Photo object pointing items
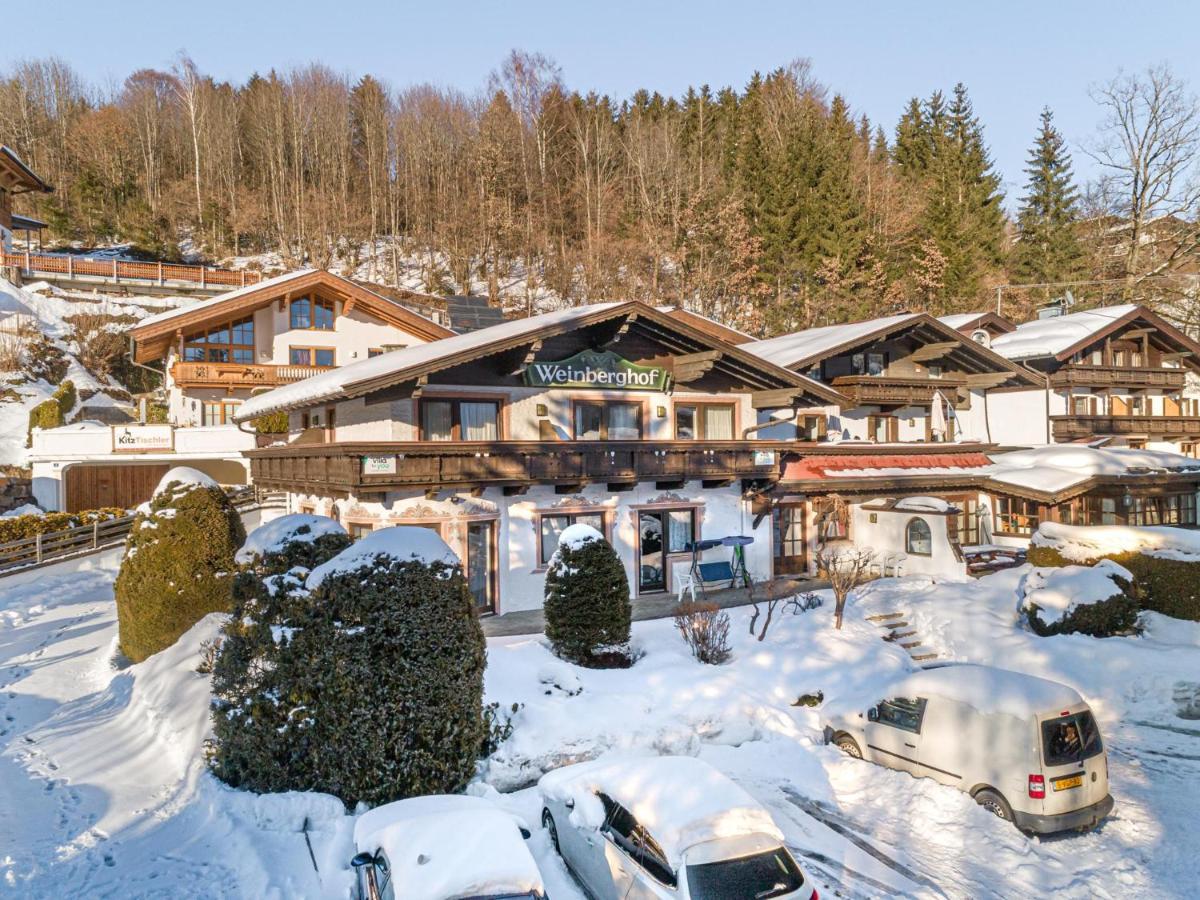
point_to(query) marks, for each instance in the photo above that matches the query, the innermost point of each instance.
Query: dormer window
(312, 315)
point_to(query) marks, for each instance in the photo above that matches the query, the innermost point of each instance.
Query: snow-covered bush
(705, 628)
(587, 600)
(1079, 599)
(178, 564)
(252, 743)
(1164, 562)
(376, 688)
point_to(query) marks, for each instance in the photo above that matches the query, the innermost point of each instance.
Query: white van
(1025, 748)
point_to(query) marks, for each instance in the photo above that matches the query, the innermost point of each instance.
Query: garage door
(125, 486)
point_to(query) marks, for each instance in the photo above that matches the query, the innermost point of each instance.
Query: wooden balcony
(238, 375)
(1072, 427)
(893, 391)
(513, 465)
(1075, 376)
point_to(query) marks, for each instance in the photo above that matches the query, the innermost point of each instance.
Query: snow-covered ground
(103, 766)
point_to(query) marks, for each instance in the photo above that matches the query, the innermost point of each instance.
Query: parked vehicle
(1026, 748)
(444, 847)
(642, 828)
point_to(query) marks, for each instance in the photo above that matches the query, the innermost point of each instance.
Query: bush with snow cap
(587, 600)
(178, 564)
(377, 678)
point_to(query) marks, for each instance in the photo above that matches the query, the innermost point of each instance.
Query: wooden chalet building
(640, 423)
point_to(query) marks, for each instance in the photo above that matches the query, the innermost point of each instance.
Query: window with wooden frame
(219, 412)
(705, 421)
(309, 313)
(552, 525)
(607, 420)
(317, 357)
(883, 429)
(460, 419)
(228, 342)
(1015, 516)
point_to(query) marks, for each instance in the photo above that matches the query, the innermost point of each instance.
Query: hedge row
(1167, 586)
(18, 527)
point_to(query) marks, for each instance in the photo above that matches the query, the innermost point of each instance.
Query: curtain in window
(478, 421)
(437, 424)
(678, 531)
(623, 423)
(719, 423)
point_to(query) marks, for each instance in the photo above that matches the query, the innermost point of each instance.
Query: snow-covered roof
(681, 799)
(168, 315)
(274, 535)
(1081, 543)
(1049, 337)
(449, 846)
(801, 346)
(1057, 467)
(402, 543)
(989, 690)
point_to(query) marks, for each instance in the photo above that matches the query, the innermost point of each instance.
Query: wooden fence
(118, 270)
(69, 543)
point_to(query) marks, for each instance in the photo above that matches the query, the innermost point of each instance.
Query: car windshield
(1071, 739)
(754, 877)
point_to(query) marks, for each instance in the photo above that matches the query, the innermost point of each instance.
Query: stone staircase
(898, 630)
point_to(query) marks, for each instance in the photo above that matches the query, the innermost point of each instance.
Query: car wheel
(994, 803)
(849, 747)
(547, 822)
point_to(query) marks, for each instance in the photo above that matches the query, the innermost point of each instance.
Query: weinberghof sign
(595, 369)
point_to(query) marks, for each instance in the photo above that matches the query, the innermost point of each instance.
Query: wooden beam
(694, 366)
(934, 351)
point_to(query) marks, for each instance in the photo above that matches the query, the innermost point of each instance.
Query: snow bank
(402, 543)
(1083, 543)
(449, 846)
(273, 537)
(990, 690)
(681, 801)
(1059, 592)
(186, 477)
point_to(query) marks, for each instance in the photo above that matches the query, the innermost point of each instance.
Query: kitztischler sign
(593, 369)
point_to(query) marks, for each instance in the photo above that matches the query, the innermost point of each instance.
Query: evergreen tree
(1048, 247)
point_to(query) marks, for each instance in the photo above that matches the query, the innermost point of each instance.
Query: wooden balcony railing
(364, 468)
(887, 390)
(118, 270)
(1117, 377)
(238, 375)
(1072, 427)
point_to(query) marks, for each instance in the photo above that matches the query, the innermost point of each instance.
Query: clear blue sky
(1013, 57)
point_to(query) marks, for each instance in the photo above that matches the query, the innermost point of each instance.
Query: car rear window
(755, 877)
(1071, 739)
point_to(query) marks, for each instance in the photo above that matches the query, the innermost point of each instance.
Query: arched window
(918, 539)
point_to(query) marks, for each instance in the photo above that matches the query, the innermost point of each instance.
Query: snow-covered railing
(91, 538)
(118, 270)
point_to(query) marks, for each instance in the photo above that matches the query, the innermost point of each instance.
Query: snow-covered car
(666, 827)
(1025, 748)
(444, 847)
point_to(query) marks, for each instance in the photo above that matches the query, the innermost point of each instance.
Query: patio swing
(732, 570)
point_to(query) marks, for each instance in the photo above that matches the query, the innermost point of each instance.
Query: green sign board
(595, 369)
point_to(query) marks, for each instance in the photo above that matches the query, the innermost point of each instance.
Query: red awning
(820, 467)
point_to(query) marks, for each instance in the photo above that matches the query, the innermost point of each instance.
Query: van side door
(893, 733)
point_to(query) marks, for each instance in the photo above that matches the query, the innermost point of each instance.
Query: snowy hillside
(65, 319)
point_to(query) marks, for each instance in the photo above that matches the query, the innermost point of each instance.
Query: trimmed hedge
(1167, 586)
(178, 567)
(18, 527)
(587, 604)
(373, 691)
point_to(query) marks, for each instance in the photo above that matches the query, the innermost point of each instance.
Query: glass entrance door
(481, 565)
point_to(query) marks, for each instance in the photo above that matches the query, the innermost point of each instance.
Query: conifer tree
(1048, 247)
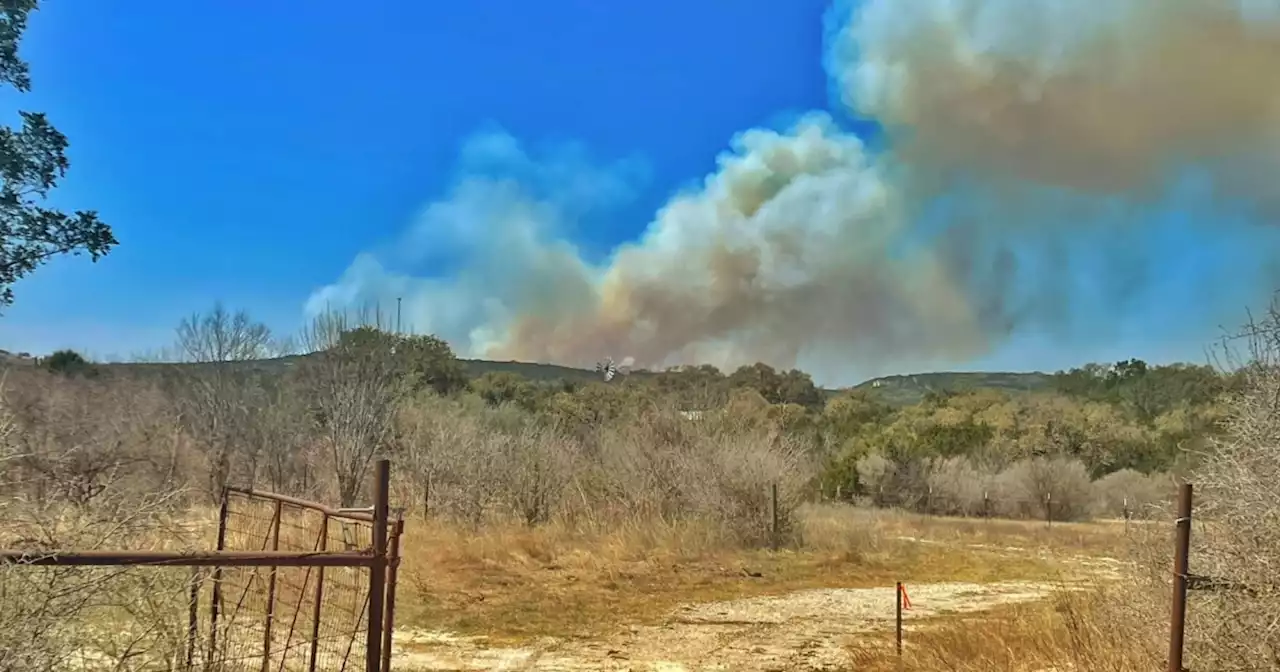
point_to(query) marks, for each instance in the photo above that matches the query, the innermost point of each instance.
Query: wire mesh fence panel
(284, 618)
(291, 585)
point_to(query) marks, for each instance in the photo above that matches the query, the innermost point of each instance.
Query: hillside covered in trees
(947, 442)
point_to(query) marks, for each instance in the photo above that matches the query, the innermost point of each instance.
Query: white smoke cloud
(1031, 146)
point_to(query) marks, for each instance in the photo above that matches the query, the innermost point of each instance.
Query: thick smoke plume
(1027, 144)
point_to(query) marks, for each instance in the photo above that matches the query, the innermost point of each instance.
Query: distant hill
(895, 389)
(912, 388)
(530, 370)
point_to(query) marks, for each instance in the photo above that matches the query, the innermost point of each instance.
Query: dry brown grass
(1084, 631)
(516, 583)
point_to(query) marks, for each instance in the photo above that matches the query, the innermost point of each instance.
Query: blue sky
(247, 155)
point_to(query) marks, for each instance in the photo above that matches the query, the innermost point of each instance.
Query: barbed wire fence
(291, 585)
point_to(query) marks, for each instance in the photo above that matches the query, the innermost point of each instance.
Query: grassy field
(513, 595)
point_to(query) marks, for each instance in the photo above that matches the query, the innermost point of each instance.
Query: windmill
(608, 369)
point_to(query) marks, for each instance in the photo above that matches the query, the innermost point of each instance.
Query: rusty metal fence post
(897, 617)
(392, 574)
(315, 608)
(378, 568)
(215, 600)
(1182, 566)
(380, 560)
(270, 586)
(775, 529)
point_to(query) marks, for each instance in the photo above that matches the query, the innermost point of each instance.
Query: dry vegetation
(565, 512)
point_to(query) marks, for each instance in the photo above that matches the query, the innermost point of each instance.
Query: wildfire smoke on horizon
(1032, 149)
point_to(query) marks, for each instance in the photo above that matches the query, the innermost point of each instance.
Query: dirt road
(798, 631)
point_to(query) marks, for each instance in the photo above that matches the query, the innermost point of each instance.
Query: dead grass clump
(1075, 630)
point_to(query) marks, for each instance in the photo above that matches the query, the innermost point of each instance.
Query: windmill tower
(608, 370)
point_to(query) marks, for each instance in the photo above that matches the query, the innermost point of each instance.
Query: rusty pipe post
(378, 568)
(897, 617)
(215, 600)
(1182, 566)
(315, 607)
(392, 575)
(270, 588)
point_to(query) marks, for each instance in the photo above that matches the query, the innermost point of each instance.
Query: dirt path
(799, 631)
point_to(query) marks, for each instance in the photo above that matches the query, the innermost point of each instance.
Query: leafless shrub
(60, 617)
(1141, 496)
(1239, 508)
(219, 336)
(69, 438)
(1027, 489)
(873, 474)
(958, 487)
(352, 384)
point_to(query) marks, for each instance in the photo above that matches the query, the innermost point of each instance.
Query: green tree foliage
(68, 362)
(792, 387)
(32, 160)
(504, 387)
(426, 360)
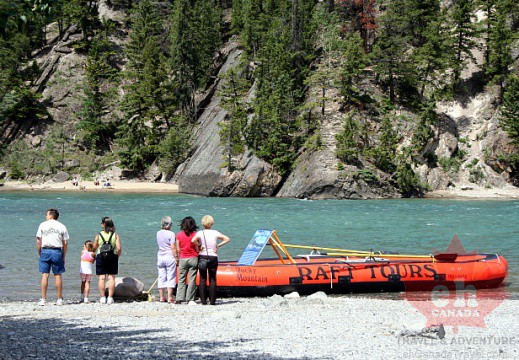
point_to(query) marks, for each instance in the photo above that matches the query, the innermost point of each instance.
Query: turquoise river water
(406, 226)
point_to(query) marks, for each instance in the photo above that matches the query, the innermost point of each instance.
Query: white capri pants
(167, 268)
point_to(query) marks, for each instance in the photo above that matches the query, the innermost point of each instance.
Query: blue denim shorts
(51, 258)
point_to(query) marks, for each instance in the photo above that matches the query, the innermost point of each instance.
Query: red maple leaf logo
(464, 306)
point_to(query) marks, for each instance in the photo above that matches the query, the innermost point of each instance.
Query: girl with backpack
(107, 246)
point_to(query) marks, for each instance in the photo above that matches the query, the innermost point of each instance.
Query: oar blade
(446, 257)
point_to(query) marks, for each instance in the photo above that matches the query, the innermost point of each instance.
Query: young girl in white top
(207, 240)
(86, 269)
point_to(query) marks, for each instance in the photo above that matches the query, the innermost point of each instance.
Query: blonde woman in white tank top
(209, 241)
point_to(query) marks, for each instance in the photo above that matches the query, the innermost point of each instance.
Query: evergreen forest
(381, 66)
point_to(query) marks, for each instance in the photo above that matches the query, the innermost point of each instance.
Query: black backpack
(107, 248)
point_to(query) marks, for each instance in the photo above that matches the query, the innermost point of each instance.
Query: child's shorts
(86, 277)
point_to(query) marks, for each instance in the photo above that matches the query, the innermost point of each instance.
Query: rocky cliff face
(203, 172)
(470, 126)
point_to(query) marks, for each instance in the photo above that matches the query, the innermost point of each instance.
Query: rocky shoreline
(313, 327)
(134, 186)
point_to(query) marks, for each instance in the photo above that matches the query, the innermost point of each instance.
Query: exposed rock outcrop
(203, 172)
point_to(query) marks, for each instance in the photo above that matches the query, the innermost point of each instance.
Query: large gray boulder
(127, 288)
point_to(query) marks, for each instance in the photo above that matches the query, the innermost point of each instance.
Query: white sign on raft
(255, 246)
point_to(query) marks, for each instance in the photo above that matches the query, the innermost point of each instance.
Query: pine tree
(391, 47)
(232, 129)
(100, 78)
(195, 37)
(464, 32)
(500, 38)
(384, 153)
(147, 81)
(348, 142)
(510, 109)
(431, 59)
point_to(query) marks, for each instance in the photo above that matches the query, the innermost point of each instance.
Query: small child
(86, 269)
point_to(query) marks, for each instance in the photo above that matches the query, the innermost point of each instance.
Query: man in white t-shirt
(51, 242)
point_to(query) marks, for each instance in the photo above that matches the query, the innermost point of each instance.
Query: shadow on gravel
(22, 338)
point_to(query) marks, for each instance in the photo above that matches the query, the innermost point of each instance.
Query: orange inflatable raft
(340, 271)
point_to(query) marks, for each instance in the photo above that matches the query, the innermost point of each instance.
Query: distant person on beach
(107, 264)
(188, 264)
(167, 259)
(207, 240)
(52, 242)
(86, 270)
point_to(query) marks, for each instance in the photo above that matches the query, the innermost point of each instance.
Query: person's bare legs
(161, 295)
(59, 286)
(111, 285)
(44, 285)
(86, 289)
(102, 285)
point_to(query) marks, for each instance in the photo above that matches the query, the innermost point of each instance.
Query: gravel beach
(313, 327)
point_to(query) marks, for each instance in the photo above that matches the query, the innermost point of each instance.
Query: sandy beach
(135, 186)
(127, 186)
(313, 327)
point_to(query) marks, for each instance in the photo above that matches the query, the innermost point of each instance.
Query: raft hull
(338, 275)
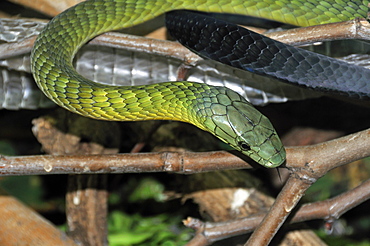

__Directions for this task__:
Could you repeat the items from their start through the line containing "(1075, 376)", switching "snow-covered bush" to "snowy shrub" and leaving everything else as it is? Omit the pictures from your answer.

__Exercise solution__:
point_to(query) marks, for each instance in the photo above that matches the query, the innermost point of each instance.
Query: dormer window
(312, 315)
point_to(query) marks, for each instance in the photo above that matches the query, the innermost point of each instance.
Query: snowy shrub
(705, 628)
(587, 600)
(1079, 599)
(178, 564)
(252, 743)
(1164, 562)
(376, 688)
point_to(query) marks, for each instance in the photo above that matches the query, the innermost point of each instance.
Query: white van
(1025, 748)
point_to(query) marks, for each instance in the photo above that matches the query, the innermost point of each instance.
Query: garage door
(125, 486)
point_to(query) marks, for each instance in the photo above that matches the query, the innermost point of each instance.
Query: wooden balcony
(238, 375)
(1072, 427)
(893, 391)
(513, 465)
(1075, 376)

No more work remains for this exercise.